**Saved entries**
···

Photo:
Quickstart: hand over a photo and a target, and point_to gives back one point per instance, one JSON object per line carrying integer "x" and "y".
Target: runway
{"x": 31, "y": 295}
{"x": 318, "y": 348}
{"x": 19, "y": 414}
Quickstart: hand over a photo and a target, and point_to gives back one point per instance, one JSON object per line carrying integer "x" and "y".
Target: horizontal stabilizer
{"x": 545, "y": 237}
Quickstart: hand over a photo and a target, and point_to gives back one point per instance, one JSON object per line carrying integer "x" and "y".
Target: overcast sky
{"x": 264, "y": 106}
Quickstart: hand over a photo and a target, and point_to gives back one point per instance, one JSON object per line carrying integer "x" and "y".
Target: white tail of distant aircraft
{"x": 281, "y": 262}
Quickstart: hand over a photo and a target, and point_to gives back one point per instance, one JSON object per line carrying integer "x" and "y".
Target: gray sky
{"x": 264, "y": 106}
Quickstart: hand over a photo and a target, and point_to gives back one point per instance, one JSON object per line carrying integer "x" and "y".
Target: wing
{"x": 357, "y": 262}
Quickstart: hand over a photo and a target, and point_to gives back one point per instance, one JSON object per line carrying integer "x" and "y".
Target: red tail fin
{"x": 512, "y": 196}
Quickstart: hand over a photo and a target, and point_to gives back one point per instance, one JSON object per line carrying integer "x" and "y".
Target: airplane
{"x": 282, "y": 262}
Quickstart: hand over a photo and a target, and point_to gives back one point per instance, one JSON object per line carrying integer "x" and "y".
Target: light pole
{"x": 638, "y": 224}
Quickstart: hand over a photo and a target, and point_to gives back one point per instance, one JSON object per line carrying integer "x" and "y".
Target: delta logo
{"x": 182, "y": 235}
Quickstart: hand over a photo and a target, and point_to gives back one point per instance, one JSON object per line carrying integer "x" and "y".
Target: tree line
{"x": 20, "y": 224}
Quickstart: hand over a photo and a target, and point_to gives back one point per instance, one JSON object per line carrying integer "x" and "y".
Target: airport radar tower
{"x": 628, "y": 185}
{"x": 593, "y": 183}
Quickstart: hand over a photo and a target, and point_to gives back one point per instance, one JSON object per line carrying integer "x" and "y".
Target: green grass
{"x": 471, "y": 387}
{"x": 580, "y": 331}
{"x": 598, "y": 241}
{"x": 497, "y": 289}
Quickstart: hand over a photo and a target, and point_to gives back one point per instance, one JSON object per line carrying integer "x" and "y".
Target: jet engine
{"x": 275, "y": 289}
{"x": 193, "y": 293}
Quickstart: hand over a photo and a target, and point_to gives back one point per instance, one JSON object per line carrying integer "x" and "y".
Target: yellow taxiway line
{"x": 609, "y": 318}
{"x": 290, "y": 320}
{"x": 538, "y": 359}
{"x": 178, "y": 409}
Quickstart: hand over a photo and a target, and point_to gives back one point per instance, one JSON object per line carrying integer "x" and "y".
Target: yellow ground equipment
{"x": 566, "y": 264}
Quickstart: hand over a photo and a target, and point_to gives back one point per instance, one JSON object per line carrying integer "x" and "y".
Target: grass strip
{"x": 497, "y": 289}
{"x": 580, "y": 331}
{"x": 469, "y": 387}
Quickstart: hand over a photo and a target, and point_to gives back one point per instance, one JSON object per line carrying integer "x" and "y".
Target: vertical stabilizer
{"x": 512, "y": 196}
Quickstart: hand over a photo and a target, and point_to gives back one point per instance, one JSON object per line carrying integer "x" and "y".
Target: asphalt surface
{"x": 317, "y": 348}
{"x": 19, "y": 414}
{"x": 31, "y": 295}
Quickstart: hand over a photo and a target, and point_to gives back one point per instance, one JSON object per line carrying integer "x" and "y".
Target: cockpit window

···

**WRITTEN REQUEST**
Repeat all the records. Match each line exactly.

**WRITTEN SOLUTION**
Photo:
Quickstart: hand over a photo and a target, and point_to gives back one point per instance, one JSON object per line carrying integer "x" and "y".
Target: runway
{"x": 31, "y": 295}
{"x": 318, "y": 348}
{"x": 19, "y": 414}
Quickstart: hand over a photo and a target, and point_to gives back one point per instance, one JSON object per line carrying integer "x" and "y".
Target: horizontal stabilizer
{"x": 545, "y": 237}
Quickstart: hand over a photo and a target, and point_to gives back one point per instance, one JSON object per line carrying integer "x" and "y".
Target: overcast sky
{"x": 264, "y": 106}
Quickstart: hand over a photo and a target, and point_to gives back one point per instance, one JSON object per line carrying integer "x" and "y".
Target: white tail of distant aircraft
{"x": 281, "y": 262}
Quickstart: hand over a photo and a target, and point_to gives back one point per instance, one JSON object per line carrying integer "x" and "y".
Target: gray sky
{"x": 264, "y": 106}
Quickstart: hand over a photo and a target, and point_to gives back one point per instance, one JSON object per line carrying integer "x" and "y".
Target: wing
{"x": 357, "y": 262}
Quickstart: hand over a photo and a target, and point_to gives back one point per instance, one JSON object per line carrying integer "x" and "y".
Target: red tail fin
{"x": 512, "y": 196}
Quickstart: hand over a photo and a target, and point_to gives back one point per instance, one JSON object per line carrying integer "x" and "y".
Target: airplane
{"x": 282, "y": 262}
Quickstart: hand over a photo and a target, and point_to gives back one point per instance, one JSON object per line carrying integer "x" and "y".
Target: light pole
{"x": 638, "y": 224}
Quickstart: hand over a photo and a target, and point_to gives back one point per instance, one JSON object per line carrying integer "x" and "y".
Target: delta logo
{"x": 182, "y": 235}
Quickstart: hand over a photo and a target, and point_to gives back one point per instance, one JSON object per line carrying integer "x" and "y".
Target: tree line
{"x": 20, "y": 224}
Quickstart: hand over a photo and a target, and point_to gives back one point per instance, one JSON object per line carrying integer "x" and "y".
Target: airport radar tower
{"x": 628, "y": 185}
{"x": 593, "y": 183}
Quickstart: hand over a photo and a target, and point_to gives back one point per instance, one JSON object per line carrying integer "x" and "y".
Target: green grass
{"x": 471, "y": 387}
{"x": 580, "y": 331}
{"x": 598, "y": 241}
{"x": 497, "y": 289}
Quickstart: hand over a photo and a target, and point_to gives back one point per instance, one JSON object per line carrying integer "x" and "y".
Target: jet engine
{"x": 275, "y": 289}
{"x": 193, "y": 293}
Quickstart: hand over a photo and a target, and point_to gives back one point per instance, one JSON object per line carrying integer "x" and "y".
Target: yellow taxiway line
{"x": 609, "y": 318}
{"x": 290, "y": 320}
{"x": 538, "y": 359}
{"x": 178, "y": 409}
Quickstart: hand over a photo and a target, and point_to gives back one point per instance, one JSON object per line carrying integer "x" and "y".
Target: yellow ground equipment
{"x": 566, "y": 264}
Quickstart: hand over a photo and a target, and point_to gives back one point per instance, one JSON object per line carrying integer "x" and "y".
Target: grass strip
{"x": 497, "y": 289}
{"x": 580, "y": 331}
{"x": 469, "y": 387}
Quickstart: hand over a photo and a target, and point_to gives back one point per instance, one JSON object per line carrying integer "x" and "y".
Target: vertical stabilizer
{"x": 512, "y": 196}
Quickstart: hand over a photo and a target, and point_to gives back one point per instance, one JSON object per line carrying integer "x" and "y".
Target: asphalt surface
{"x": 317, "y": 348}
{"x": 19, "y": 414}
{"x": 31, "y": 295}
Quickstart: hand over a photo and a target, and point_to gives back one point per instance, one JSON object per line carrying integer "x" and "y".
Target: cockpit window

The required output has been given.